- GOAL:
Give the listing again character for character, but drop the images.

===== MATERIAL FOR THIS EXERCISE

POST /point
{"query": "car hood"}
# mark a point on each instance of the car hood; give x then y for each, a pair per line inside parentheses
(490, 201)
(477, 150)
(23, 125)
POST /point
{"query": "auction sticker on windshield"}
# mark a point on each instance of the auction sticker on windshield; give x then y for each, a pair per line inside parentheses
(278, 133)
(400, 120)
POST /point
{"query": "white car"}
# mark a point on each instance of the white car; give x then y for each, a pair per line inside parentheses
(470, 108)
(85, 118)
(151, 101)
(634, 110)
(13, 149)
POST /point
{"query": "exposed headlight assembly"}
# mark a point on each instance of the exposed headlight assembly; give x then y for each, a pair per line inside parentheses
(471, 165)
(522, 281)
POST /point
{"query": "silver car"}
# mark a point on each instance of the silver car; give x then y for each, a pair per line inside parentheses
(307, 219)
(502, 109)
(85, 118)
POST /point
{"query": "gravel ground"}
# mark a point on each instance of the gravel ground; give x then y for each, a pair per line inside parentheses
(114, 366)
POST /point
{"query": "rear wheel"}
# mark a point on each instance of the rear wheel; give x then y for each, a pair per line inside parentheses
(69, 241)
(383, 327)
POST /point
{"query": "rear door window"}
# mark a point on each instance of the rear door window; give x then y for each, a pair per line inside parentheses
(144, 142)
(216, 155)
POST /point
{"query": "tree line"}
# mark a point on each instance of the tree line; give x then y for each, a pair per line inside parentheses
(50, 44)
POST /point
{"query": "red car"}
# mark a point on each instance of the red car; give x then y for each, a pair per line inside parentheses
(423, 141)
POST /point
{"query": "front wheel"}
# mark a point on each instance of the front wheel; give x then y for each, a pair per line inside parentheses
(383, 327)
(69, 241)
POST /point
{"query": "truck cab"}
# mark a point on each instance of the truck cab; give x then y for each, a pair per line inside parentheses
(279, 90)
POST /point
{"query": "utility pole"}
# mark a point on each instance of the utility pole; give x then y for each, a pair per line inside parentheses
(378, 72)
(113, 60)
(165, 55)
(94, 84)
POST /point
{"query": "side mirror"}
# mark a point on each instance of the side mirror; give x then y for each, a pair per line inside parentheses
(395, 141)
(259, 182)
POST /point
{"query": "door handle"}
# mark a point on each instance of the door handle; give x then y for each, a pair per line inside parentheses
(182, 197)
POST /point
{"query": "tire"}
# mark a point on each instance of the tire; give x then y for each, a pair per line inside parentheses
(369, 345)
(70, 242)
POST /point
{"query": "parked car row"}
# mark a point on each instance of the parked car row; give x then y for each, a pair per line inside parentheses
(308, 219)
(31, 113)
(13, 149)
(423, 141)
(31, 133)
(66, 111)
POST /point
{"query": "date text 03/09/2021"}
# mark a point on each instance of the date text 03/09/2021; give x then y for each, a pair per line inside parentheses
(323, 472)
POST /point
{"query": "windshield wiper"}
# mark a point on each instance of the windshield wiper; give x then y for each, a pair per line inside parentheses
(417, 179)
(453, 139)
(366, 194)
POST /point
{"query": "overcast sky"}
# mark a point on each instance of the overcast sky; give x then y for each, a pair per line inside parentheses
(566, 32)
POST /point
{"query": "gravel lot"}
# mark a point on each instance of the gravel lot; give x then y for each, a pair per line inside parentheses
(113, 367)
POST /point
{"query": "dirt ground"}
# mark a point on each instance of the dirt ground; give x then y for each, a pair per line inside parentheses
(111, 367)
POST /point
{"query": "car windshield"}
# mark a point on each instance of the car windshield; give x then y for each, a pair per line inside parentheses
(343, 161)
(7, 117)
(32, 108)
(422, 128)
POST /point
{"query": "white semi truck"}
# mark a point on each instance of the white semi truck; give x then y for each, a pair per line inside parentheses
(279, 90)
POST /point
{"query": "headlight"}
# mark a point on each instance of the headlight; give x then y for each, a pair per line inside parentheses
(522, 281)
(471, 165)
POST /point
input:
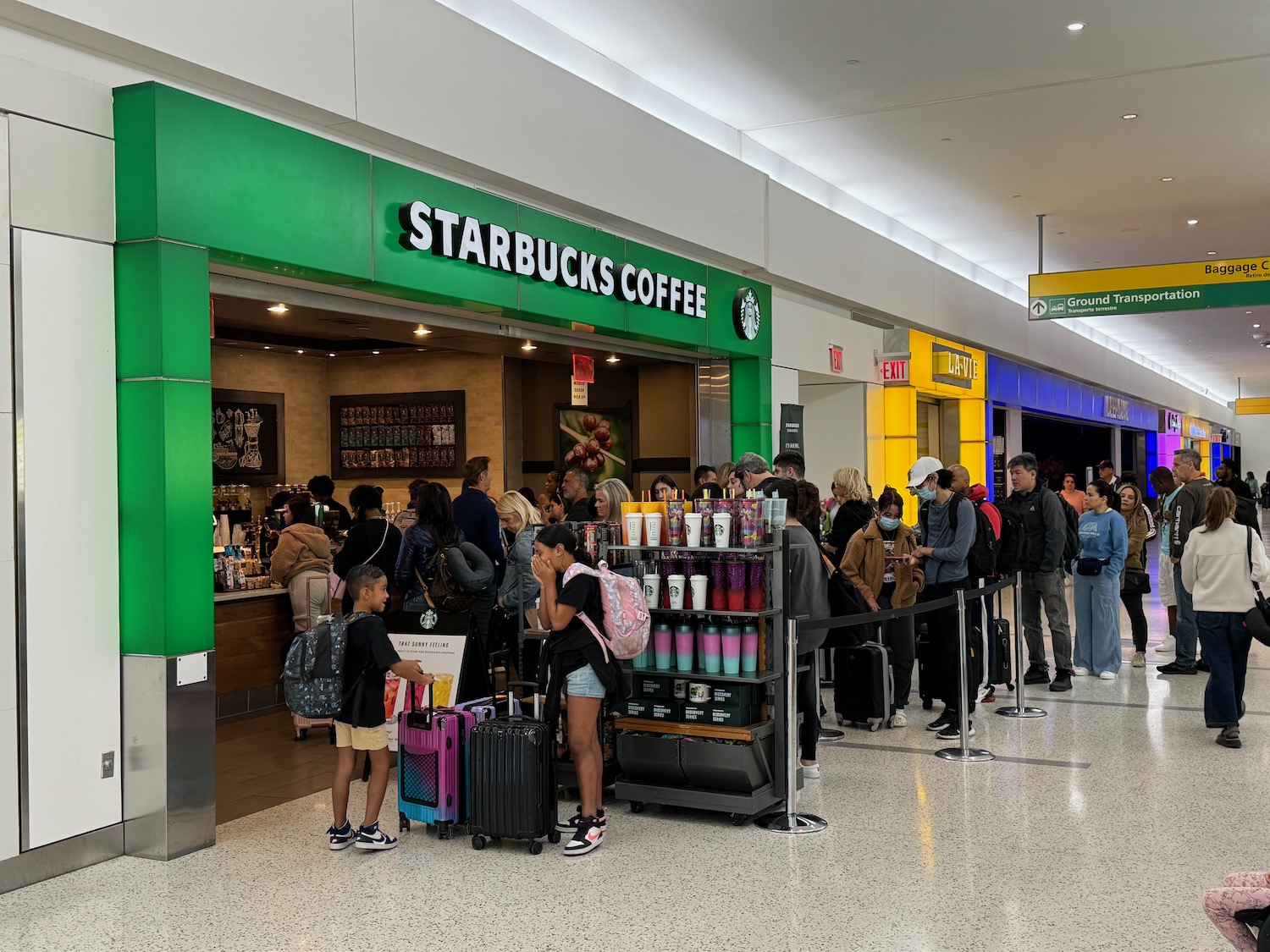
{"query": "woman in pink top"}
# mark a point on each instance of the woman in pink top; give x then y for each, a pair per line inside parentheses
(1076, 498)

==========

- OUTPUT OF THE TASK:
POST /point
{"query": "car hood"}
# mark a point on each instance of the car hood; give x then y for each, a pair per line inside parentheses
(490, 201)
(477, 150)
(23, 125)
POST /point
{"query": "auction sticker on windshield"}
# mark a point on each instance of the auction sticker on windshield; give x then y for each, a pair per line inside parentheses
(278, 133)
(400, 120)
POST /point
{"query": "white car"}
# mark a point on each instance of the white car; give x then y for each, a pair per line inside parentheses
(470, 108)
(85, 118)
(151, 101)
(634, 110)
(13, 149)
POST /point
{"query": "exposed headlight assembly"}
# mark a point on each instance of the exposed headlight assembly; give x then y for each, a pair per line inside parentheses
(471, 165)
(522, 281)
POST /point
{"query": "silver car"}
# mark a point on each instance of the silver car; give x then y for each, a pair per line inside parentheses
(307, 219)
(502, 109)
(85, 118)
POST /point
{"query": "gravel ground"}
# mark a point on each instance of the gravel ground; give x then y for each, a pair per line inside parentheses
(114, 366)
POST /point
{"query": "rear wheel"}
# mark a point on each instance of the rear wheel; give x then y for each, a pair per line inside parentheses
(69, 241)
(383, 327)
POST /point
{"query": "rear door window"}
# mark a point on each instance of the rear door window; give x then y for each, a pair per line inside parentheses
(144, 142)
(216, 155)
POST /point
{"query": "tree line"}
# mark a point on each instance of the tree line; give x then y for each, a pair per line inside parentheses
(50, 44)
POST /point
{"query": "red car"}
# mark a point on each instance of the red car; give x then y for each, a pair per line inside parentheses
(423, 141)
POST /point
{"query": "front wheel"}
# mark a point on each instance of the front wheel; give x then y for each, a pair per line inside parentheses
(383, 327)
(69, 241)
POST /point
{"query": "truck cab"}
# mark a point on each instance of the truck cab; give x then y for each, a pair per line inside parentheses
(279, 90)
POST /point
{"query": "utility pole"}
# mark a point on each instance of the utility pole; give x then y for each, a pair per line inside parentheses
(378, 72)
(113, 60)
(165, 55)
(94, 84)
POST /point
{"query": "side mirror"}
# mark a point on each instance of the side mirror; give x then y for each, a pair per line inside parentheses
(395, 141)
(259, 182)
POST /point
{"query": "door handle"}
# mark a point on each instance of the door handle; give x then y for each, a pair per line inside parentheses
(182, 197)
POST /point
{"query": "tire"}
# mark a point on each instance of the tire; give x then y for each, a pair per line inside parentheses
(369, 345)
(70, 242)
POST /point
{"query": "parked car row"}
# mark a point on each instance of the parked car row; give x then y for each, a pair per line inside parentheses
(308, 219)
(31, 113)
(13, 149)
(423, 141)
(31, 133)
(66, 111)
POST /point
{"query": "date text 03/09/2021"}
# mark a point on each instance of the date text 03/09/2021; give x then y for each, a pair per line inside parentheses
(323, 472)
POST /point
{"query": "windshield wiper"}
# mark a point on each instance of the windshield wiper; give x then y for each, a pair per line inside parentheses
(417, 179)
(453, 139)
(366, 194)
POST /point
{"query": "overcast sky"}
# mark a point on each instance of the overcast sky; give x then y for each, a pair per line inside parentheses
(566, 32)
POST /point
{"query": "gravel lot"}
# mark a point on each instance of the gravel lot; give x then y for each, a pair per line inside parentheses
(113, 367)
POST /point
{"query": "dirt ground"}
# mark a point on each instance of the dirt ground; give x then y for each, a pair per line inside parentheses
(111, 367)
POST /point
{"query": "car windshield"}
# mark a point on each instance of the car windshield; give x then y for each, a pair per line inside parentheses
(343, 161)
(7, 117)
(32, 108)
(422, 128)
POST /point
{"query": "white semi truck"}
# mark a point on each instance of the white semi truck; give x then y for each, a pair per line inside parentheses
(279, 90)
POST /point
{"query": "headlight"}
# mark a point on each instance of the headlight; give x then y for each, a pair per line inside parentheses
(522, 281)
(471, 165)
POST /point
input:
{"query": "woman in pink top"}
# mark a point on each instance of the woman in pink top; give x then y for each, a pair per line inside parentheses
(1076, 498)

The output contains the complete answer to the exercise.